# Start of Given information

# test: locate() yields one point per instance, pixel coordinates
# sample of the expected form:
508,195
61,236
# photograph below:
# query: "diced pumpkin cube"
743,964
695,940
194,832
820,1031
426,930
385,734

# End of Given information

▶ _Problem requirements_: Reproduce all the records precisely.

▶ _Task solution_:
# test: locate() yields one point per instance, pixel coordinates
# sample of the expected form:
508,195
61,236
# photograph below:
# query: "diced pumpkin cube"
743,964
695,940
194,832
820,1031
426,930
385,734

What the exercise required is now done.